**Given request 1:** In the mason jar feeder thread, what does the industry sizing call the lid of a standard mouth jar, in millimeters and inches?
**Given request 2:** Reproduce everything in the mason jar feeder thread from "I made my own" down to "are usually plenty.".

**Document segment:**
########################################
# what size hole for a mason jar feeder?



## Birdman (May 8, 2009)

2, 3/4


----------



## Clif Schlicher (Feb 6, 2014)

Use a jar lid for a template and make the circle 2 7/8 inches or thereabouts if you don't have jar lid. Used glass mayonaisse jars work well and may have a plastic top which won't rust. The plastic jars may work, but they aren't as sturdy and I don't know how they will stand up to the sun.

3 jars for 1 nuc??


----------



## tommysnare (Jan 30, 2013)

3 jars for a nuc ? !!!!!!!! hahaha i did that last season and ohhhhh man did that nuc become my comb building colony !


----------



## brettj777 (Feb 27, 2013)

Well my hives are a 30min drive from my house in the city. So I usually can only get out there once per week. I plan to place another box and a lid on top so they will be protected. I am hoping that I can feed them well and they fill out new comb rapidly with good feeding.


----------



## Davacoles (Jun 30, 2013)

Has anyone done this with Gatorade bottles? I'm wondering what size worked for them.


----------



## southeastflorida (May 23, 2010)

guy down the street uses, 2 quart glass mason jars, but I think those caps are "wide mouth" and larger than 2 7/8".


----------



## Live Oak (Oct 11, 2008)

brettj777 said:


> I am making a feeder for my Nuc. Just a board with 3 jars on top.
> 
> My question is what size hole bit do I need to do this? Quart Mason jars.


The industry sizing calls it 70mm for a standard mouth jar which is indeed 2 3/4 inch. Hole saws can be purchased at Lowes/Home Depot but you will also need to sand out the hole slightly so the 70mm lid will fit in the hole. I use a "flap wheel" sanding disk I got off of eBay:

http://www.ebay.com/itm/10-Premium-...RM-/170869042498?ssPageName=ADME:L:OC:US:3160

which is the perfect size to sand out the hole with a drill or screw gun just enough to allow the 70mm lid to fit with a little friction fit to hold it in place but allow you to easily remove it and the mason jar to refill. 

I made my own inner cover feeders using 3/8 inch scrap plywood and 1 inch square trim. It is something similar to what Walter T. Kelley sells but I made mine different using thicker plywood and spacer material and screen as well as making 6 jar feeders. 4 jar feeders are usually plenty. 

http://www.kelleybees.com/Shop/22/Queens-Bees/Feed/4703/Quad-Hive-Top-Feeders


----------



## southeastflorida (May 23, 2010)
########################################
**Source excerpt:**

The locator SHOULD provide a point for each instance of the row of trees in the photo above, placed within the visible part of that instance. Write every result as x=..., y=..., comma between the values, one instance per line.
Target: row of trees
########################################
**Worked answer 1:** 70mm, which is 2 3/4 inch.

**Worked answer 2:**
I made my own inner cover feeders using 3/8 inch scrap plywood and 1 inch square trim. It is something similar to what Walter T. Kelley sells but I made mine different using thicker plywood and spacer material and screen as well as making 6 jar feeders. 4 jar feeders are usually plenty.